Material shown ::
____________________

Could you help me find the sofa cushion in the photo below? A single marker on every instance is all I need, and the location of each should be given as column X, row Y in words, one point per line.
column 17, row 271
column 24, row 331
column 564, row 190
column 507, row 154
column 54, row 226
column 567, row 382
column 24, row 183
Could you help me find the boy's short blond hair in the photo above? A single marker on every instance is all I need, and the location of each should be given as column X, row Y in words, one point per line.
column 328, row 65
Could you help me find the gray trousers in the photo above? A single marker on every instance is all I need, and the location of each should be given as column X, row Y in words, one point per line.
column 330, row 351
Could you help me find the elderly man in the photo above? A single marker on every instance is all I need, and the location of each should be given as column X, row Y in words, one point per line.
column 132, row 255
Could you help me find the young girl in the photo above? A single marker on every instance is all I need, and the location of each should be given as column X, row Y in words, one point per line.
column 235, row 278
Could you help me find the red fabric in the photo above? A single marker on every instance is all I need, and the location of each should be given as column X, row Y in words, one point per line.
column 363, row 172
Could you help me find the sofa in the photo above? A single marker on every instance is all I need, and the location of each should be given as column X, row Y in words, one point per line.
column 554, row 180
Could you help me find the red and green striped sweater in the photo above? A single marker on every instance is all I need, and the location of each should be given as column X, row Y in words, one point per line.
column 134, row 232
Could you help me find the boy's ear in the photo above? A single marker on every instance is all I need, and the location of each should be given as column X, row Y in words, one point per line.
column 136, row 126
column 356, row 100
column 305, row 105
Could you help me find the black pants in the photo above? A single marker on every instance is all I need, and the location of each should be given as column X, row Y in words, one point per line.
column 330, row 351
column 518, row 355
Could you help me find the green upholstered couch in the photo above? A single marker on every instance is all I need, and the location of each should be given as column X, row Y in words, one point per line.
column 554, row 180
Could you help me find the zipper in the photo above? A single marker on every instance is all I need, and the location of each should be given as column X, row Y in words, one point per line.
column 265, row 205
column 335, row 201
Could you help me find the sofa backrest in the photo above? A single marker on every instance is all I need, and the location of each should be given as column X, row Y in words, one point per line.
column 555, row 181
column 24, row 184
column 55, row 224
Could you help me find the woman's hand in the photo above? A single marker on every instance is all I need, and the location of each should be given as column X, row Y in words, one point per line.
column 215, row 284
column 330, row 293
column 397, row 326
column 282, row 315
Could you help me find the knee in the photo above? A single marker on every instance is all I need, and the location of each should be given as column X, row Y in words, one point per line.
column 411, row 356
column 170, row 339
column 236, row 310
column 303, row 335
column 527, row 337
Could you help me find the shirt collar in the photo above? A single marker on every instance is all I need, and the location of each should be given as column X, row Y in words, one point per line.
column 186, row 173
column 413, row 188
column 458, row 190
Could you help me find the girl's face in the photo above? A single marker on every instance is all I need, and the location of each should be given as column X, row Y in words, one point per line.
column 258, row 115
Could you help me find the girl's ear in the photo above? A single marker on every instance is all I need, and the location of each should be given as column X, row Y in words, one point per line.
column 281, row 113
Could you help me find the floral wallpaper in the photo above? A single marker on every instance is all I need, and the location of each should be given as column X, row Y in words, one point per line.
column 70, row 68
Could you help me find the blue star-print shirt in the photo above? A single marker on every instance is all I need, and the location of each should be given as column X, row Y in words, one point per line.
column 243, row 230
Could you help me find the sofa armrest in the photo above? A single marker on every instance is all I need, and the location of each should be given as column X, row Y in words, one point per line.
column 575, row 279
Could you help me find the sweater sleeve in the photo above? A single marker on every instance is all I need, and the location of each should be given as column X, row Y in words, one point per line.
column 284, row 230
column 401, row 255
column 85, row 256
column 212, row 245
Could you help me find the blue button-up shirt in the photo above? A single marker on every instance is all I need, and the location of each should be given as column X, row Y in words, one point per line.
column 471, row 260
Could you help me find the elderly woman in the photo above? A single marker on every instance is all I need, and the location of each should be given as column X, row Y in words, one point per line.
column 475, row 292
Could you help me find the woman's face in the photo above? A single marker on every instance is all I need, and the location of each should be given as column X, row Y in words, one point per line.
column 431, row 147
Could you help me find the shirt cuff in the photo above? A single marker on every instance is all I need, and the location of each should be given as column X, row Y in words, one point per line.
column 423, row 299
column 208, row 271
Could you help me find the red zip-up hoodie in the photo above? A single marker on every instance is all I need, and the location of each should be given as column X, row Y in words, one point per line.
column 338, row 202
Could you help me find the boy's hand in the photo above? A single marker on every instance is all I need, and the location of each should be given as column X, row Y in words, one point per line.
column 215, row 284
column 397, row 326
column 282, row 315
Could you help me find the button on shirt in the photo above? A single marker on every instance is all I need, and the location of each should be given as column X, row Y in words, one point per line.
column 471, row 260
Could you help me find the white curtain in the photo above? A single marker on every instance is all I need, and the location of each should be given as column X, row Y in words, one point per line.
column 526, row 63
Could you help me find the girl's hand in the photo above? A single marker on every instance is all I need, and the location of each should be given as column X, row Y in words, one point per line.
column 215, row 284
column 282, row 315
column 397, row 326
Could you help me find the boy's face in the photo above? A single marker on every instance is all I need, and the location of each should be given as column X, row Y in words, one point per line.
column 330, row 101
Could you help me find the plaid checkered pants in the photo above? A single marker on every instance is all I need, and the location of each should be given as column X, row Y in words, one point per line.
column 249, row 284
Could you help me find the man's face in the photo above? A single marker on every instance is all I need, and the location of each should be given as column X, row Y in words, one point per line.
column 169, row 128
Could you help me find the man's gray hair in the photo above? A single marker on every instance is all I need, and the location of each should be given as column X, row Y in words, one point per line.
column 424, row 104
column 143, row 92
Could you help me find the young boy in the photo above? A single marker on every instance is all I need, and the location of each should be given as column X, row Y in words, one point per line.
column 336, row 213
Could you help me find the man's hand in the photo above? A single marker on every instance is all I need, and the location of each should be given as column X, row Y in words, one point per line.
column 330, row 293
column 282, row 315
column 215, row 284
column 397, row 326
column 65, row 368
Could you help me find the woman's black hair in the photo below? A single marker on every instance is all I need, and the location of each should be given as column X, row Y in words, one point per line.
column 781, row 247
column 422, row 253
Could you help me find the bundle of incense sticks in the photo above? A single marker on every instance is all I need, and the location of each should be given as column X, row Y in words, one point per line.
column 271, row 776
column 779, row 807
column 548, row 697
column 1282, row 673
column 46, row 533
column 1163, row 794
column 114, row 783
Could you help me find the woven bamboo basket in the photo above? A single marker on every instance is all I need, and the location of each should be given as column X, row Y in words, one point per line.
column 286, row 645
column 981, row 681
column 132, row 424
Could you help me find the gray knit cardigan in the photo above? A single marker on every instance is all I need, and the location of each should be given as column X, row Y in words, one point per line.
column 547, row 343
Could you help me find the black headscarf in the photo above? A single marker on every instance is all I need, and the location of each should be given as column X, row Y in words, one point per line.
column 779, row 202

____________________

Reproduce each entry above. Every word must match.

Could you help me find the sofa cushion in the photo below? A single marker on every instance is all I need, and the location of each should be given as column X, row Y in words, one point per line.
column 17, row 271
column 24, row 331
column 564, row 190
column 507, row 154
column 54, row 226
column 567, row 382
column 24, row 183
Could you help me find the boy's short blond hair in the photo above? A single marker on every instance is all I need, and the location of each should be given as column X, row Y in words, one point per line.
column 328, row 65
Could you help me find the gray trousers in the photo above? A single marker on every instance is all I need, and the location of each should be given as column X, row Y in words, one point per line.
column 330, row 351
Could you help me find the elderly man in the photo above? A single marker on every instance is all I need, and the location of each should be given as column X, row Y in words, one point per line.
column 132, row 255
Could you help me find the young girl in the photo above? A single marker on every instance is all I need, and the location of each should be given as column X, row Y in words, one point per line.
column 235, row 278
Could you help me find the red fabric in the photo above? A single marker on every instance is all I need, and the location of each should be given as column X, row Y in words, one point per line.
column 363, row 172
Could you help me find the sofa in the photo above? A single marker on every instance is all I need, and the location of each should be given as column X, row Y in words, one point per line.
column 554, row 180
Could you help me find the red and green striped sweater in the photo above? A single marker on every instance is all I need, and the location of each should be given as column X, row Y in words, one point per line.
column 134, row 232
Could you help me find the boy's ear in the photo above? A single marker on every instance is all I need, and the location of each should be given as column X, row Y in words, one point per line.
column 136, row 126
column 356, row 100
column 305, row 105
Could you help me find the black pants in the photo above? A single marker on every instance is all I need, and the location of each should be given as column X, row Y in words, one point per line.
column 330, row 351
column 518, row 355
Could you help me find the green upholstered couch in the photo above? A single marker on every instance is all I need, and the location of each should be given as column X, row Y in words, one point per line.
column 554, row 180
Could you help me find the zipper in the photo above? A single marker on every instance is all I need, and the location of each should be given as column X, row Y in words, one point per line.
column 265, row 205
column 335, row 201
Could you help me find the sofa backrest in the photo above? A single marker on every instance is all I need, and the location of each should be given as column X, row Y in words, one point per line.
column 555, row 181
column 24, row 184
column 55, row 224
Could you help me find the woman's hand in the photo above? A single marker on every instance is all I need, and the location of each should be given as column X, row Y in words, one point per line.
column 215, row 284
column 330, row 293
column 397, row 326
column 282, row 315
Could you help me find the knee in the photo above? A single marker on every instance is all I need, and the location of each should be given as column X, row Y in words, one point per line.
column 411, row 356
column 170, row 339
column 236, row 310
column 303, row 335
column 527, row 337
Could you help me find the shirt collar in the photo above? A single marker on every instance is all I need, and the location of each should be given as column X, row Y in words, one point per line.
column 186, row 173
column 413, row 188
column 458, row 190
Could you help me find the girl's face in the photo above? A single marker on every instance is all I need, and the location of each should be given as column X, row Y in words, one point per line.
column 258, row 115
Could you help me find the girl's ear in the photo above? A single marker on every instance is all I need, and the location of each should be given as column X, row Y in words, one point per line.
column 281, row 113
Could you help me find the floral wallpaper in the photo above? A single marker on every instance is all I need, and the location of each should be given as column X, row Y in words, one point per line.
column 70, row 68
Could you help me find the blue star-print shirt in the photo above? A single marker on every instance is all I need, and the location of each should be given as column X, row Y in words, one point per line.
column 243, row 230
Could you help me find the sofa armrest in the photo above? A single marker on every instance is all I need, and the location of each should be given as column X, row Y in words, one point per line.
column 575, row 279
Could you help me find the sweater sleeve in the photo above? A single marker on every instance is all I need, and the location of each should be given as column X, row Y in words, one point per line.
column 284, row 230
column 401, row 255
column 85, row 256
column 212, row 245
Could you help me find the blue button-up shirt in the photo above? A single marker on every instance is all I need, and the location of each should be given as column X, row Y in words, one point per line.
column 471, row 260
Could you help me find the elderly woman in the photo above? A single marker on every instance is all I need, and the location of each should be given as column X, row Y in words, one point per line.
column 475, row 292
Could you help me find the woman's face in the photo above? A single marker on every instance is all I need, and the location of each should be given as column X, row Y in words, one point per line.
column 431, row 147
Could you help me find the shirt cuff in the photo above? A single marker on every instance is all I need, and the location of each should be given as column X, row Y in words, one point per line.
column 423, row 299
column 208, row 271
Could you help me find the red zip-up hoodie in the photo above? A single marker on every instance is all I need, and the location of each should be given as column X, row Y in words, one point per line.
column 338, row 202
Could you help me find the boy's hand in the photo above? A single marker on every instance is all I need, and the location of each should be given as column X, row Y in words, one point per line.
column 215, row 284
column 397, row 326
column 282, row 315
Could you help me find the button on shirt in the photo above? A single marker on every instance is all I need, and the location of each should be given as column X, row Y in words, one point per line.
column 471, row 260
Could you help me find the white curtain in the photo above? A single marker on every instance is all I need, and the location of each should be given as column X, row Y in words, one point per line.
column 526, row 63
Could you help me find the girl's hand in the photo above? A single marker on every instance is all I need, and the location of each should be given as column X, row Y in words, one point per line.
column 215, row 284
column 282, row 315
column 397, row 326
Could you help me find the boy's face in the photo above? A single marker on every instance is all I need, and the location of each should be given as column X, row Y in words, one point per line.
column 330, row 101
Could you help me find the plaid checkered pants in the photo above? A single marker on every instance is all I need, and the location of each should be given as column X, row Y in words, one point per line.
column 249, row 284
Could you help me find the man's face in the photo above? A single marker on every instance is all I need, and the location of each should be given as column X, row Y in words, one point per line.
column 169, row 128
Could you help me find the man's gray hair in the photo above? A single marker on every instance is all I need, and the location of each should be given as column X, row Y in words, one point per line.
column 424, row 104
column 143, row 92
Could you help me find the young boy in the photo above? A single marker on every instance is all I need, and the location of each should be given as column X, row Y in words, one point per line.
column 336, row 213
Could you help me find the man's hand in the photo above? A single marker on every instance is all I need, and the location of each should be given as column X, row Y in words, one point per line.
column 330, row 293
column 282, row 315
column 215, row 284
column 397, row 326
column 65, row 368
Could you help me find the woman's black hair in the photo below? A single marker on every instance is all I need, and the location of each should be given as column X, row Y in words, one point per line.
column 781, row 247
column 422, row 253
Could you help me find the bundle of incense sticks in the photo above? A single marker on every instance is all I need, and the location of each should be given as column X, row Y in words, one point per line.
column 271, row 776
column 779, row 807
column 548, row 697
column 1282, row 673
column 46, row 533
column 1163, row 794
column 114, row 783
Could you help me find the woven bamboo basket in the photo above? A single marker on every instance is all I need, and the location of each should be given as column X, row Y in words, one point per line.
column 286, row 645
column 981, row 681
column 132, row 424
Could you help me find the gray knit cardigan in the photo above? A single marker on every instance is all I need, and the location of each should be given as column X, row Y in words, one point per line.
column 547, row 343
Could you help me find the black headscarf in the photo above? A single marker on every instance is all I need, and the location of each should be given as column X, row Y in words, one point per line.
column 779, row 202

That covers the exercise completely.